A word-for-word copy of the lines from the one holding "Draw the outline of every instance of the white" through the final line of the records below is the only output asked for.

(Data supplied begins)

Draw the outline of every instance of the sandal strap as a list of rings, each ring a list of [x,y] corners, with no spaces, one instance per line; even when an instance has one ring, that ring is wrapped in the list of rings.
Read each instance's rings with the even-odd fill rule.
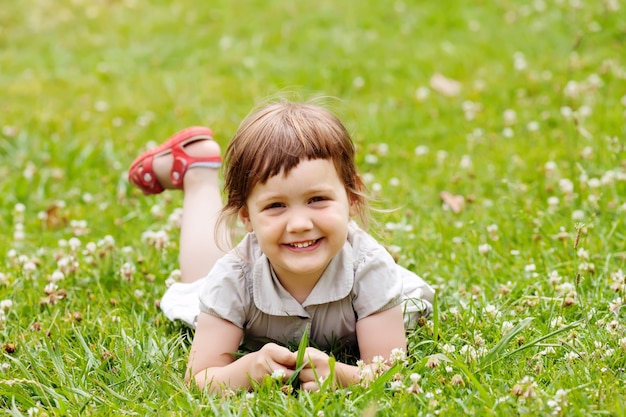
[[[184,147],[190,143],[197,142],[198,140],[213,140],[213,138],[207,134],[200,134],[186,139],[172,147],[172,157],[174,162],[172,163],[172,171],[170,172],[170,179],[172,184],[177,187],[183,185],[183,178],[187,170],[193,166],[207,166],[211,168],[219,168],[222,165],[222,157],[219,155],[212,156],[191,156],[185,152]]]
[[[139,188],[144,191],[149,191],[151,194],[159,194],[165,190],[163,186],[157,181],[156,175],[152,171],[153,156],[147,156],[140,166],[137,166],[135,170],[132,170],[129,174],[132,182],[139,185]]]

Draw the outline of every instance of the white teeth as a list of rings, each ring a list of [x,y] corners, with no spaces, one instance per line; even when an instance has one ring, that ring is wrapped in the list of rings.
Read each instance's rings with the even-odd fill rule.
[[[307,248],[315,243],[315,240],[309,240],[308,242],[292,243],[291,246],[296,248]]]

(Data supplied ends)

Solution to this exercise:
Draw the outline of every instance of the white teeth as a list of rings, each ring a list of [x,y] corners, with no spaces, one instance per line; even when an instance has one ring, that ring is wrapped in the list of rings.
Read each instance's rings with the even-odd fill rule.
[[[307,248],[315,243],[315,240],[309,240],[308,242],[292,243],[291,246],[296,248]]]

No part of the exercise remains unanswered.